── Source extract ──

Last week, Acting Comptroller Keith A. Noreika addressed the Exchequer Club about the current status of the initiative.2 His remarks provided updates on the agency’s Office of Innovation, as well as answered the question most frequently asked of him since becoming Acting Comptroller: “What are your thoughts on granting national bank charters to financial technology companies?”

While unable to discuss the matter in detail due to ongoing litigation by the New York State Department of Financial Services, challenging the OCC’s authority to grant SPNB charters to fintech companies, he did say that he thinks “it is a good idea that deserves the thorough analysis and the careful consideration we are giving it.”3 He noted that the OCC’s authority “clearly includes granting charters to companies engaged in the business of banking,” and “[w]e should be careful to avoid defining banking too narrowly or in a stagnant way that prevents the system from evolving or taking proper and responsible advantage of advances in technology and commerce.”4 While acknowledging that, on principle, “companies that offer banking products and services should be allowed to apply for national bank charters so that they can pursue their businesses on a national scale if they choose, and if they meet the criteria and standards for doing so,” he emphasized that the national charter option “exists alongside other choices that include becoming a state bank or operating as a state-licensed financial service provider, or pursuing some partnership or business combination with existing banks.”

He also observed that the national charter option would help level the playing field in the marketplace, since he believes that the current status quo (fintech companies competing against banks without the oversight and requirements facing national banks and federal savings associations) disadvantages banks, and that companies that provide banking products and services should be regulated and supervised like a bank. Noreika also said that changes in consumer protection and preemption over the last decade, including the Dodd-Frank Act coupled with other statutes and regulatory requirements, mitigate the consumer protection concerns raised about granting national bank charters.

───
── Information given ──

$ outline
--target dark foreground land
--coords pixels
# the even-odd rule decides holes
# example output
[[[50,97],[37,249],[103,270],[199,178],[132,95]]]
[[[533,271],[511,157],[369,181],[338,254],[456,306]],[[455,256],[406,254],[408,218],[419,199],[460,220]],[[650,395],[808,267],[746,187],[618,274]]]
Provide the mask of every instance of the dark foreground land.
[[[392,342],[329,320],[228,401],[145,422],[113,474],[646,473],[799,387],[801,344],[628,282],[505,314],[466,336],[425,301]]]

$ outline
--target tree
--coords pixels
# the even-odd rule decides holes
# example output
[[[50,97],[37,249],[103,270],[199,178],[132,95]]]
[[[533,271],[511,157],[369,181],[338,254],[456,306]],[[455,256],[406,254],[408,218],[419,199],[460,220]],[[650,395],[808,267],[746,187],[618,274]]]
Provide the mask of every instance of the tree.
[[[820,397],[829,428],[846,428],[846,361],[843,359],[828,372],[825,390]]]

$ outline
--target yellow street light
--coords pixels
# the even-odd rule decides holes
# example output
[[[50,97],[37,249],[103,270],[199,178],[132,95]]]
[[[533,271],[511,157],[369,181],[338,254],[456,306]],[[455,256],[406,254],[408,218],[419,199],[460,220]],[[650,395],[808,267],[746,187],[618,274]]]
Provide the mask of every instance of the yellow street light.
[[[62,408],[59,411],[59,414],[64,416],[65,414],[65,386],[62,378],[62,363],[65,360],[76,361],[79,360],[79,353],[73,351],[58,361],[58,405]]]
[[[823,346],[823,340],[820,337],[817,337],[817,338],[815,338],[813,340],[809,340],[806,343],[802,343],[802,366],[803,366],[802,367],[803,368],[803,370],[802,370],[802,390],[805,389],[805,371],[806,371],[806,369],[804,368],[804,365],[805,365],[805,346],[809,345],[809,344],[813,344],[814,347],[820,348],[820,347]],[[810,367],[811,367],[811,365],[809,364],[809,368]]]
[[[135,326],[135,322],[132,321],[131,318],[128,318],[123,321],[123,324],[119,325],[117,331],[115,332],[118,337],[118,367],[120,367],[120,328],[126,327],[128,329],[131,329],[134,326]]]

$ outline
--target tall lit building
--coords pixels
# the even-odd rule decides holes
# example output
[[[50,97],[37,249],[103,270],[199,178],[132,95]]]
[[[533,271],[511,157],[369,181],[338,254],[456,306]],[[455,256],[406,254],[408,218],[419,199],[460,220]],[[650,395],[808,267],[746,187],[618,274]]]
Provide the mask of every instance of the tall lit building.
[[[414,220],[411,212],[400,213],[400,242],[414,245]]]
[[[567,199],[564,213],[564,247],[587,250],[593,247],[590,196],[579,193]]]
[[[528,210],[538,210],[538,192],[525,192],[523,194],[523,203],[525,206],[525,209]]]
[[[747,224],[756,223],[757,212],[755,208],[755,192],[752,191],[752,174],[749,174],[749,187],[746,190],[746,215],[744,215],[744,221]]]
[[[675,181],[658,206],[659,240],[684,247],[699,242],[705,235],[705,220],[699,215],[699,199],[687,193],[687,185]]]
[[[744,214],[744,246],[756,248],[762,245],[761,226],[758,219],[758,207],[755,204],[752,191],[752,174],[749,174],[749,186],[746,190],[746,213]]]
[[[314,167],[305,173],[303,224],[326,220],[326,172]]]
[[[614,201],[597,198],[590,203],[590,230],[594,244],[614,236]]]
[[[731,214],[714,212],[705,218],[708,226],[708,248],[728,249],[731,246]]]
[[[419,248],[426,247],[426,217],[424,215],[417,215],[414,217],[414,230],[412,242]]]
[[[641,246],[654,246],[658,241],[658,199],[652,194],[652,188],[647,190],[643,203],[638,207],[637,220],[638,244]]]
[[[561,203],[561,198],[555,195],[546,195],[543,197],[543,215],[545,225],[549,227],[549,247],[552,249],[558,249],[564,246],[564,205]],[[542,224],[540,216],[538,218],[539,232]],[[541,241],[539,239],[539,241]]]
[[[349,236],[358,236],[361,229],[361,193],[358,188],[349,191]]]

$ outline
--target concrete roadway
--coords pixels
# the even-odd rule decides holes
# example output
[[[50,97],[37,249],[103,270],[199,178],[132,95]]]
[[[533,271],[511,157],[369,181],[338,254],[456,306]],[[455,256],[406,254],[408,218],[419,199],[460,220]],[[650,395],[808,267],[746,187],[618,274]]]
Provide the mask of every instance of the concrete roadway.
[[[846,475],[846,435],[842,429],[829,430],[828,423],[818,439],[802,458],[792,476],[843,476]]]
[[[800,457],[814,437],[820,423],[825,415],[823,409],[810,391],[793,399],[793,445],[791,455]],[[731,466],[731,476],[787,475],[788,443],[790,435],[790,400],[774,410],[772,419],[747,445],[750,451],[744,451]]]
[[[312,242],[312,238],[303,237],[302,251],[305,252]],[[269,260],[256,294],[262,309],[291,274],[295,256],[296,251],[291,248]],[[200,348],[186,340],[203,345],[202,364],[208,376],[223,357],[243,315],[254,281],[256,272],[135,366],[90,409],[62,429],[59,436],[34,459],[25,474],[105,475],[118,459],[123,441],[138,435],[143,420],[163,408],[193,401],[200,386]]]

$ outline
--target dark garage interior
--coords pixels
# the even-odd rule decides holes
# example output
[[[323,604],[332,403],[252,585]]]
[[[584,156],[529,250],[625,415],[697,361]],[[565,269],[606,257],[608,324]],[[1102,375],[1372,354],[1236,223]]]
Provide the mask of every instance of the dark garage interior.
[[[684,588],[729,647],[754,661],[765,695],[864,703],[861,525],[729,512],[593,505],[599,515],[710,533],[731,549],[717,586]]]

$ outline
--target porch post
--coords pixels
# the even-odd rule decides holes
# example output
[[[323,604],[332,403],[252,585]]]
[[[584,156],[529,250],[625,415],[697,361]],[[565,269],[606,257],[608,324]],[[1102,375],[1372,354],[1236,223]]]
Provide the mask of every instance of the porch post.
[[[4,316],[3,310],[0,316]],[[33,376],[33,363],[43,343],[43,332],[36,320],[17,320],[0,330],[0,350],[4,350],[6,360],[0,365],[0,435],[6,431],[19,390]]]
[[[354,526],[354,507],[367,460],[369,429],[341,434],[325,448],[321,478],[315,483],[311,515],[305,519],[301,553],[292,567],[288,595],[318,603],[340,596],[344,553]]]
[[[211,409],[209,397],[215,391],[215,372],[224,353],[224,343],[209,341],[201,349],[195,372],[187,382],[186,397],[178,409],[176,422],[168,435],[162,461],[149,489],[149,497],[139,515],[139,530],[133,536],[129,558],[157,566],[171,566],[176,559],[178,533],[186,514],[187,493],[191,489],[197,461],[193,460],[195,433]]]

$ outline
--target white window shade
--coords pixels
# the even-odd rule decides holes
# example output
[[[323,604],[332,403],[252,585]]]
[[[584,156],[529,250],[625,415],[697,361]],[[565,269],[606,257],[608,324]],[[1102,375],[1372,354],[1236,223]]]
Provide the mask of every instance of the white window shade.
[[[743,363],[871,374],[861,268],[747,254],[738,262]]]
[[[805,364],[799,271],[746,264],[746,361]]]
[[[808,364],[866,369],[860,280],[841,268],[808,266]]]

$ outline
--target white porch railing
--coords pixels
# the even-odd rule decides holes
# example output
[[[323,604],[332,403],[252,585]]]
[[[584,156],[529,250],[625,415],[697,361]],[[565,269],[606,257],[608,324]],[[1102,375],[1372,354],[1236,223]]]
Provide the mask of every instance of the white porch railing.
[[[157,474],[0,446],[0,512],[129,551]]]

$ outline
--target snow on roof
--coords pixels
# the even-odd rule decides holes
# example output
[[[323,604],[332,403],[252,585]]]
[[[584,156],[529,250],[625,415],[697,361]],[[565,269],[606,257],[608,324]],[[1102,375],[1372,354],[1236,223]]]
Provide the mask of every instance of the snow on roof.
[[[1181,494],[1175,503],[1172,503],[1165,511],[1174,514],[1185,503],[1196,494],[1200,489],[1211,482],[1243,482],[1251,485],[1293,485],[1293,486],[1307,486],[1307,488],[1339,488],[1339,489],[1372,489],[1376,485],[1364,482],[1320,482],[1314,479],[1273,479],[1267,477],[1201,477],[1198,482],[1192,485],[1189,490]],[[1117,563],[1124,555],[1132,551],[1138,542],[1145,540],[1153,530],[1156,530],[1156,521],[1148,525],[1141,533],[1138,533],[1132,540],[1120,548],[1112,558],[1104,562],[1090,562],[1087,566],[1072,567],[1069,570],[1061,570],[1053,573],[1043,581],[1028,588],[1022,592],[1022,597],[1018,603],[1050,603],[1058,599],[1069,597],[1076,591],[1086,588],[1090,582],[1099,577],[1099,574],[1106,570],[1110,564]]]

───

Do this: Can you give the fintech charter passage again from "He also observed" to "national bank charters.", switching "marketplace" to "market"? These entries have no connection to the passage on fintech charters.

Response:
He also observed that the national charter option would help level the playing field in the market, since he believes that the current status quo (fintech companies competing against banks without the oversight and requirements facing national banks and federal savings associations) disadvantages banks, and that companies that provide banking products and services should be regulated and supervised like a bank. Noreika also said that changes in consumer protection and preemption over the last decade, including the Dodd-Frank Act coupled with other statutes and regulatory requirements, mitigate the consumer protection concerns raised about granting national bank charters.